**Exercise tasks:**
(a) Using the cocoa article below, decide whether each statement agrees with it: (i) the study participants were 73 years old on average; (ii) the researchers advise people to drink hot chocolate to help with crossword puzzles; (iii) participants in the flavanol-rich group drank three cups of hot chocolate a day. For each, answer yes or no and quote the deciding words.
(b) Rewrite the paragraph of the cocoa article that begins "People in one group were told" as a short bulleted list that keeps its main facts.
(c) According to the cocoa article, at which institution is the study's lead author based?

**Source text:**

Cocoa tied to improved brain function in some elderly

By Andrew M. Seaman     NEW YORK     Wed Aug 7, 2013 

(Reuters Health) - Older people with impaired blood flow to their brains saw improvements in thinking skills after drinking two cups of cocoa every day for a month, in a new study.

The study's researchers caution, however, that people shouldn't start stocking up on hot chocolate mix to help solve their crossword puzzles based on the new finding.

"We're several steps removed from that recommendation," said Dr. Farzaneh Sorond, the study's lead author from Brigham and Women's Hospital in Boston.

Instead, Sorond said the result helps focus future research that may turn up which component or components of hot chocolate are linked to better thinking skills.

Previous research has found the brain is more active if it gets an adequate supply of oxygen and sugar from the blood, the researchers wrote in the journal Neurology.

Among people with certain diseases that affect blood vessels - such as high blood pressure and diabetes - blood flow to the brain may be impaired.

Sorond and her colleagues wanted to look at whether drinking hot chocolate rich in flavanols could improve thinking skills in those people.

Studies have found that eating chocolate containing the plant compounds is linked to lower blood pressure readings and fewer strokes (see Reuters Health stories of Oct 10, 2011 and Aug 14, 2012 here: reut.rs/19NXUdo and reut.rs/QzBg9E.)



For the new study, the researchers recruited 60 people who were an average of 73 years old to be separated into one of two groups.

People in one group were told to drink two cups of flavanol-rich hot chocolate every day for one month. Those in the other group drank low-flavanol hot chocolate. All participants were told to not eat or drink any other chocolate during the study period.

**The data:**

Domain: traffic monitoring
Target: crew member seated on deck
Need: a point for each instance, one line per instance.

**Answers to the problems:**
(a)
(i) Yes: "recruited 60 people who were an average of 73 years old"
(ii) No: "people shouldn't start stocking up on hot chocolate mix to help solve their crossword puzzles based on the new finding"
(iii) No: "drink two cups of flavanol-rich hot chocolate every day for one month"

(b)
- Group one: two cups of flavanol-rich hot chocolate daily for one month
- Group two: low-flavanol hot chocolate
- All participants: no other chocolate, eaten or drunk, during the study period

(c) Brigham and Women's Hospital in Boston.